Puede
ser que, a partir de ahora, cada cumpleaños del
Rey se convierta en un
acontecimiento, en objeto de rumores y chácharas: ¿cómo se encuentra de verdad
el jefe del Estado? ¿Aguantará bien, a sus 75 años, las tremendas
responsabilidades -cada día más tremendas-que sobre él recaen? No me parece
bueno este clima, aunque lo entiendo. ¿Cómo no estar especialmente atentos a la
evolución de una figura que, como Don Juan Carlos, representa y está llamado a
seguir representando un papel clave como aglutinante territorial, legal,
político y hasta social?
No
sé cuánto gobierna el Rey que reina, suponiendo que gobierne algo, lo que es
ajeno a lo tasado en la
Constitución. Sí sé que sus mensajes, como el de la pasada
Nochebuena reclamando una Política con mayúsculas -mensaje me parece que poco o
nada entendido por los destinatarios--, son imprescindibles como aldabonazo cuando
las cosas no van bien. Y, ciertamente, y pese a las buenas noticias
coyunturales -de las que, faltaría más, soy el primero en alegrarme--, las
cosas no van bien.

DATOS MOSTRADOS.
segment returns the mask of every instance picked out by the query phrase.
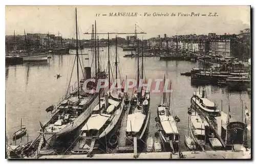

LO QUE SE PIDE. Prosigue el texto sobre el cumpleaños del Rey y su papel en el Estado, empezando justo después de su última oración.

RESPUESTA.
Siempre
me he declarado monárquico más que juancarlista, aunque jamás he renunciado a
la crítica a la primera Institución española cuando lo ha merecido, y claro que
lo ha merecido. Ahora, me parece que la representatividad del jefe del Estado
habrá de incrementarse, en lugar de relajarse, y conste que mi opinión sobre el
Príncipe sucesor es inmejorable: creo que Juan Carlos de Borbón no debe
limitarse a advertir sobre la conveniencia, o urgencia, de un gran pacto
político y de proceder a cambios en la manera de gobernar y de ejercer la
oposición, sino que debería estar mucho más presente en acontecimientos y hasta
conflictos. No pueden ni el jefe del Estado ni el heredero de la Corona estar físicamente
ausentes durante largas temporadas de las comunidades autónomas, por mucha
conflictividad que en ellas se detecte -sí, pienso especialmente en Cataluña,
aunque no solamente-- , o precisamente por eso. Ni pueden limitar sus funciones
a poco más que actitudes protocolarias o de rígida representación institucional
en el extranjero.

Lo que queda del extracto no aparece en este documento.